Face aux éclipses imposées par l’histoire, certaines batailles confèrent une historicité à la nation dont elles nourrissent le récit. Elles viennent aussi faire date à l’échelle d’un continent. Verdun, devenu haut lieu du pacifisme et d’une construction européenne basée sur la réconciliation franco-allemande, après avoir été consacré en France symbole de victoire dès 1916, en est un archétype.

En 1947, le guide de l’ossuaire de Douaumont accueille ainsi le visiteur pèlerin : « Le champ de bataille de Verdun fut le plus sanglant, le plus important par la durée et l’âpreté des combats, par le chiffre des tués et la très forte proportion des corps non identifiés. » La bataille de Verdun est bien celle de tous les superlatifs. Alors que l’on se bat dans le secteur depuis 1914, et que l’on s’y battra jusqu’en 1918, ce sont les combats déclenchés le 21 février 1916 qui accèdent, au moment même où explose le premier obus, au statut de mythe (1).

La prophétie autoréalisatrice de la bataille décisive

D’un point de vue stratégique, les conséquences de la bataille sont capitales. Mais c’est sans doute dans le domaine symbolique qu’elle a le plus marqué les peuples européens, en premier lieu la France, où Verdun est érigée, selon l’historien Antoine Prost, en « métonymie » de la Grande Guerre, depuis l’attaque et le recul jusqu’au sursaut et à la victoire finale. En surplomb de la mémoire française de la Grande Guerre, dont elle est le premier des lieux de mémoire — la quasi-totalité des villes françaises ont une « rue de Verdun » —, la bataille a nourri l’image d’un conflit que l’on sait mondial, mais que l’on se rappelle franco-allemand. En Allemagne, si Verdun n’est pas un lieu de mémoire, la bataille revêt cependant d’emblée une très forte dimension mythique. Par la suite, de symbole de la Grande Guerre très franco-allemand, Verdun est devenue celui de toutes les guerres puis de toutes les paix, accédant ainsi à un statut universel.

Des combats exceptionnels

En France comme en Allemagne, les combats sont dès le début célébrés comme exceptionnels, et la précocité du mythe explique en partie sa continuité et sa persistance. C’est ainsi que, par voie de presse, les peuples sont d’emblée mobilisés sur la prophétie autoréalisatrice de la bataille décisive. La presse alliée et neutre fait à cet égard caisse de résonance.

Aux États-Unis, les journaux — dont les trois organes principaux : le New York Times, le Washington Post et le Chicago Daily — suivent de près la bataille, avec le souci de prendre leurs renseignements auprès des deux camps. Sous un déluge d’informations qui ont tendance à surenchérir les unes sur les autres, les journalistes américains annoncent « l’une des plus meurtrières [batailles] au monde » (Chicago Daily, le 29 février 1916), « la plus impressionnante [bataille] de l’histoire mondiale » (New York Times, le 14 mai).

> _DONNÉES FOURNIES_:
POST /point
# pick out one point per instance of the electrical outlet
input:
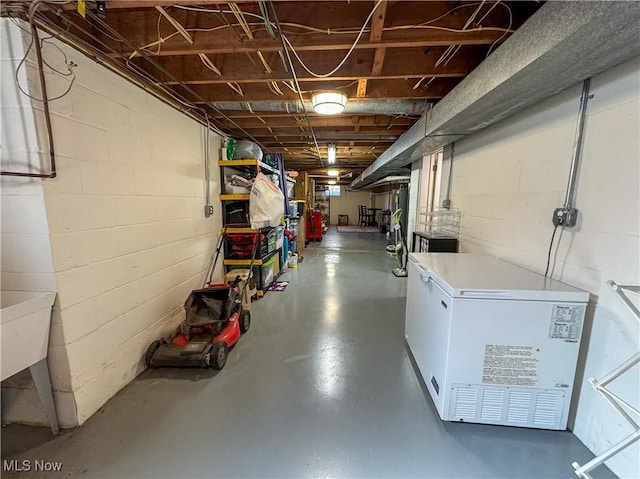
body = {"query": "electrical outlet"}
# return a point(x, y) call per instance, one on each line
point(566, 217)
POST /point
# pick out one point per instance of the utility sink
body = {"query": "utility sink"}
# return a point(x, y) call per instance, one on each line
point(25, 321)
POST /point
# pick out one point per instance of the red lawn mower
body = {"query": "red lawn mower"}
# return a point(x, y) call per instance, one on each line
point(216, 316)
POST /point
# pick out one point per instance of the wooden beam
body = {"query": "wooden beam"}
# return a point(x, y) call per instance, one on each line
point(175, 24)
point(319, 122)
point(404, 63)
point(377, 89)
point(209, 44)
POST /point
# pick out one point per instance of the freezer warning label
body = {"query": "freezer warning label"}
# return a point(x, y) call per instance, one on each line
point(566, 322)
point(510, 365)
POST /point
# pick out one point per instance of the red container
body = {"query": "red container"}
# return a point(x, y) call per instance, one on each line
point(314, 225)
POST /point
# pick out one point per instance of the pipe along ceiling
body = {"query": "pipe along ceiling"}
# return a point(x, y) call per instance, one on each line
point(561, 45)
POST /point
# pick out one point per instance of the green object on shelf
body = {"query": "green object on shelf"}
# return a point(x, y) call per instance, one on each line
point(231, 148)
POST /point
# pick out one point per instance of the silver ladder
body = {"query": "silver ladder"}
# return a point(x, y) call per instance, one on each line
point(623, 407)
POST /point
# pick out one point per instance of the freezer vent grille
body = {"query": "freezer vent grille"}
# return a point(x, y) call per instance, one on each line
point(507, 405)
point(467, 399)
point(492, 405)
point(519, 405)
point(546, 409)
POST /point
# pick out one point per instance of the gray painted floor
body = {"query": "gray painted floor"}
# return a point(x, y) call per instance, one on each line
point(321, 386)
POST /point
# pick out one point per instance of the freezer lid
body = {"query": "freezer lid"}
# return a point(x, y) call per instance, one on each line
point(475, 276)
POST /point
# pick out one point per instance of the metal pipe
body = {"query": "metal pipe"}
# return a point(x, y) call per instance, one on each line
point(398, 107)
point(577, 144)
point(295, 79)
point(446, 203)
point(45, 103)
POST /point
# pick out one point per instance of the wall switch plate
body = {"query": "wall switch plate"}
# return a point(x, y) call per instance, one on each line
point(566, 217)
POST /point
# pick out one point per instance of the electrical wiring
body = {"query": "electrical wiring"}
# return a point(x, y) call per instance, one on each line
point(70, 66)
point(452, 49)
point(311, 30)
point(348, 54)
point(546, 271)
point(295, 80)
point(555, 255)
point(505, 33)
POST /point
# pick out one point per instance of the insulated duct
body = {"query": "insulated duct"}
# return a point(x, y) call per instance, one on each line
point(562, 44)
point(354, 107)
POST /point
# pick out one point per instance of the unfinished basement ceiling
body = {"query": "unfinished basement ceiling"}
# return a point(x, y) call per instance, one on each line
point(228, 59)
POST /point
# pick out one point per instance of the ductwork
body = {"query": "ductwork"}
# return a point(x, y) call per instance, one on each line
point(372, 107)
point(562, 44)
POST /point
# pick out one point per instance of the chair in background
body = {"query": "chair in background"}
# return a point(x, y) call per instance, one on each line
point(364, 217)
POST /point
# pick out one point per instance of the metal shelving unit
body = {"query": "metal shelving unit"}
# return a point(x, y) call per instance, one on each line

==

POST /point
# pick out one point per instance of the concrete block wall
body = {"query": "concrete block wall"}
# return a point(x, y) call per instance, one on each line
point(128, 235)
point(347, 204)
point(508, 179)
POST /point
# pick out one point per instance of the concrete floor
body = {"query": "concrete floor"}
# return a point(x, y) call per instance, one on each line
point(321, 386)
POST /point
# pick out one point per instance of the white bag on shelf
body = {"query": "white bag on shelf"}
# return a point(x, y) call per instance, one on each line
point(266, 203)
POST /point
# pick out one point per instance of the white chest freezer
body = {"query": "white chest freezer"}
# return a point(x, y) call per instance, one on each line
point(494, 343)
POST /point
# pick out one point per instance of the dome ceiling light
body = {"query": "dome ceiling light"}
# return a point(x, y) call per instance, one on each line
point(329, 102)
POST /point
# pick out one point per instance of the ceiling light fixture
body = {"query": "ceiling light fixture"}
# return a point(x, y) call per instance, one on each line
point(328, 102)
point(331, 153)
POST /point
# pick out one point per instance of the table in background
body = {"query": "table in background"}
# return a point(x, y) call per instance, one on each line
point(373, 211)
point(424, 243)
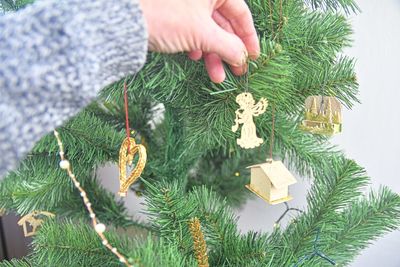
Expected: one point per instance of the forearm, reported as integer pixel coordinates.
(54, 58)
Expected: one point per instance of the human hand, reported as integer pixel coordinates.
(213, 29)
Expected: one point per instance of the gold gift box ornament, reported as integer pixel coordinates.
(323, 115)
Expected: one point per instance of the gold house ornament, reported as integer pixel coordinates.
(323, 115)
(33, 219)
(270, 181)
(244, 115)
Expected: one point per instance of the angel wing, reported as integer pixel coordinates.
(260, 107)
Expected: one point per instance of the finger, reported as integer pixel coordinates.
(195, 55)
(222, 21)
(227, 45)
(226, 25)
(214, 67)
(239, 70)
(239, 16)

> _OBJECTIFS_:
(A) Citez le texte sur Verdun depuis « En 1947, le » jusqu'à « de mythe (1). », ces deux extrémités comprises.
(B) Relevez tous les journaux américains que nomme le texte sur Verdun.
Les lignes fournies ne sont pas requises pour ce travail.

> _RÉPONSES CI-DESSOUS_:
(A)
En 1947, le guide de l’ossuaire de Douaumont accueille ainsi le visiteur pèlerin : « Le champ de bataille de Verdun fut le plus sanglant, le plus important par la durée et l’âpreté des combats, par le chiffre des tués et la très forte proportion des corps non identifiés. » La bataille de Verdun est bien celle de tous les superlatifs. Alors que l’on se bat dans le secteur depuis 1914, et que l’on s’y battra jusqu’en 1918, ce sont les combats déclenchés le 21 février 1916 qui accèdent, au moment même où explose le premier obus, au statut de mythe (1).

(B) New York Times, Washington Post, Chicago Daily